▸ **Problema 1**: Segundo o trecho, o que ela fez depois de chegar ao fundo do poço?
▸ **Problema 2**: Reescreva a parte do trecho entre "Elas por ..." e "ninguém a notava.", inclusive, trocando "gatos" por "cães".

Essa noite, sentada sem sono e sem sossego, a vida me deu um chá de cadeira.

sábado, 2 de outubro de 2010

Elas por ...


Ela chegou ao fundo do poço, alimentou os gatos e afundou no sofá. Teve dias preenchidos por nada, e o nada era tão imenso que cegava os olhos. Ela se vestiu com um vestido preto elegante, presente de um homem mais elegante ainda, e sentiu-se no direito de usar o vestido também no desejo de pertencer – mas ele não quis tanto sentimento. Para ele a pele bastava, e sendo assim ela modulava o que estava dentro com comprimidos de farinha e vento. Voltou a fechar as janelas e não viu mais o vento. Ela era linda, mas simplesmente desaprendera a sorrir. Ela passava pelo dia, todos os dias, mas simplesmente ninguém a notava.

[Trechos de dados de apontamento]

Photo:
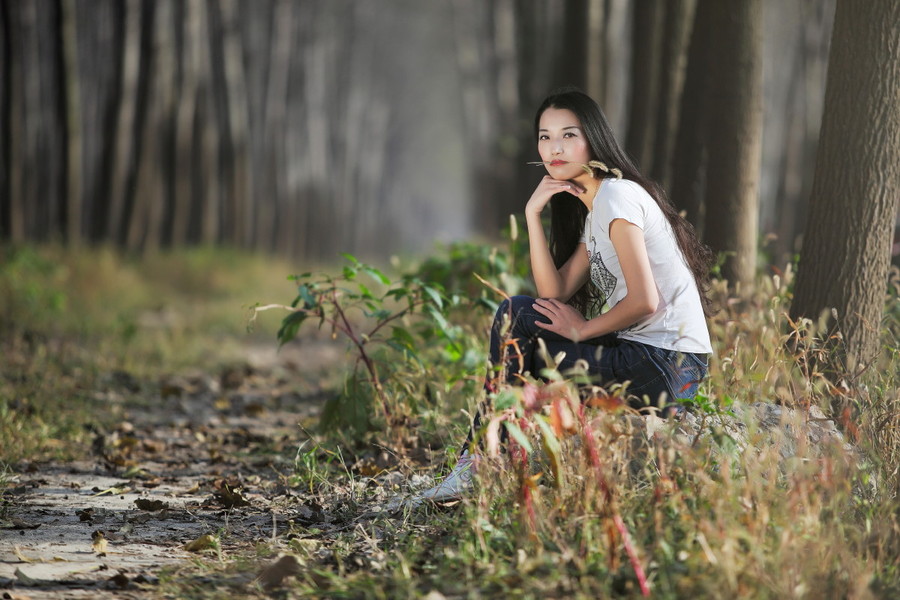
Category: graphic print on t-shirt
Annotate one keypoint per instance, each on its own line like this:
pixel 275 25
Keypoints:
pixel 600 275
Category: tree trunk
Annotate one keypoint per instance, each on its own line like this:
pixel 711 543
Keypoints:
pixel 846 247
pixel 735 137
pixel 70 79
pixel 690 155
pixel 645 68
pixel 679 17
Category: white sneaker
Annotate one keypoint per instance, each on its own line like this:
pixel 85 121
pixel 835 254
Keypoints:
pixel 455 485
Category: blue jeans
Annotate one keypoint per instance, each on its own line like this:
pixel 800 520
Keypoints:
pixel 658 377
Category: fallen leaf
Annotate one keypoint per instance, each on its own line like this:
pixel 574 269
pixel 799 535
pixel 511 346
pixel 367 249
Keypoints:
pixel 18 552
pixel 99 543
pixel 230 497
pixel 150 505
pixel 120 580
pixel 272 575
pixel 204 542
pixel 113 491
pixel 20 524
pixel 25 579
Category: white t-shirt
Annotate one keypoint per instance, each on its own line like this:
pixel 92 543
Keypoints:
pixel 678 322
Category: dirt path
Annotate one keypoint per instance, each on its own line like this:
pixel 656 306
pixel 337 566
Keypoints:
pixel 200 455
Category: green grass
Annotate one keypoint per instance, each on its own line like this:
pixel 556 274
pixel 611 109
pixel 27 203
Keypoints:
pixel 83 332
pixel 704 519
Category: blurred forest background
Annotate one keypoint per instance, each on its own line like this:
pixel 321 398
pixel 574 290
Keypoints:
pixel 313 128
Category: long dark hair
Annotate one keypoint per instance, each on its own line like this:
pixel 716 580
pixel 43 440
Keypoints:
pixel 567 216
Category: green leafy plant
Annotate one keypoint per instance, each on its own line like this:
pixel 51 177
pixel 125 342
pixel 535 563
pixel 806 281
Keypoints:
pixel 384 321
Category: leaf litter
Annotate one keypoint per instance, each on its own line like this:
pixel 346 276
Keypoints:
pixel 206 464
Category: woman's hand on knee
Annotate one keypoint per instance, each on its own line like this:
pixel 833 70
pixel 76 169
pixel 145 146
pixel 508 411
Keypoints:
pixel 564 319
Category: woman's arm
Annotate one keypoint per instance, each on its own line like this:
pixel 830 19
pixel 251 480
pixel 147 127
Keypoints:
pixel 552 282
pixel 641 300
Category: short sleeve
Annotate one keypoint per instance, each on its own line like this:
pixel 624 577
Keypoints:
pixel 624 202
pixel 583 239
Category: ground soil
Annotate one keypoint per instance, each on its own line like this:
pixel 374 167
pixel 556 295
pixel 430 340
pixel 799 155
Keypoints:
pixel 193 455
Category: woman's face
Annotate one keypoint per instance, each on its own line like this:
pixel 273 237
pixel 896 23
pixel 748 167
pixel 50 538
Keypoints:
pixel 562 144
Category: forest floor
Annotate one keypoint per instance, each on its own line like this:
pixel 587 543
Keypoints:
pixel 152 447
pixel 200 465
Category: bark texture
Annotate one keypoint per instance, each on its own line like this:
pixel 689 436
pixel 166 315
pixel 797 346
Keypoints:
pixel 735 137
pixel 845 255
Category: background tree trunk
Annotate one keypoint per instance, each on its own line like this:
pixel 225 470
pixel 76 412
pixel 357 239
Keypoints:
pixel 846 247
pixel 646 42
pixel 689 160
pixel 312 128
pixel 679 18
pixel 735 136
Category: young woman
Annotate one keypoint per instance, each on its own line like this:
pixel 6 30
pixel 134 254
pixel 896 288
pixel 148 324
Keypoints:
pixel 615 241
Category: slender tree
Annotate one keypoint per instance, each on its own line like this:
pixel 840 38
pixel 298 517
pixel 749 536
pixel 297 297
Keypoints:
pixel 846 248
pixel 735 137
pixel 673 58
pixel 689 158
pixel 646 42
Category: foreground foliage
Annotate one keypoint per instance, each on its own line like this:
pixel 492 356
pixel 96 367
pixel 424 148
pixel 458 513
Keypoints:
pixel 595 511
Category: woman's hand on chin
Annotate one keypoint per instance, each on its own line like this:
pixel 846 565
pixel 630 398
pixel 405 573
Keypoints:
pixel 564 319
pixel 546 189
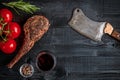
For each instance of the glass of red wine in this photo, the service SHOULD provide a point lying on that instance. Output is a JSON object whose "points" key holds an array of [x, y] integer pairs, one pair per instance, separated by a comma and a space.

▸ **Resposta 1**: Ela alimentou os gatos e afundou no sofá.

▸ **Resposta 2**:
Elas por ...


Ela chegou ao fundo do poço, alimentou os cães e afundou no sofá. Teve dias preenchidos por nada, e o nada era tão imenso que cegava os olhos. Ela se vestiu com um vestido preto elegante, presente de um homem mais elegante ainda, e sentiu-se no direito de usar o vestido também no desejo de pertencer – mas ele não quis tanto sentimento. Para ele a pele bastava, e sendo assim ela modulava o que estava dentro com comprimidos de farinha e vento. Voltou a fechar as janelas e não viu mais o vento. Ela era linda, mas simplesmente desaprendera a sorrir. Ela passava pelo dia, todos os dias, mas simplesmente ninguém a notava.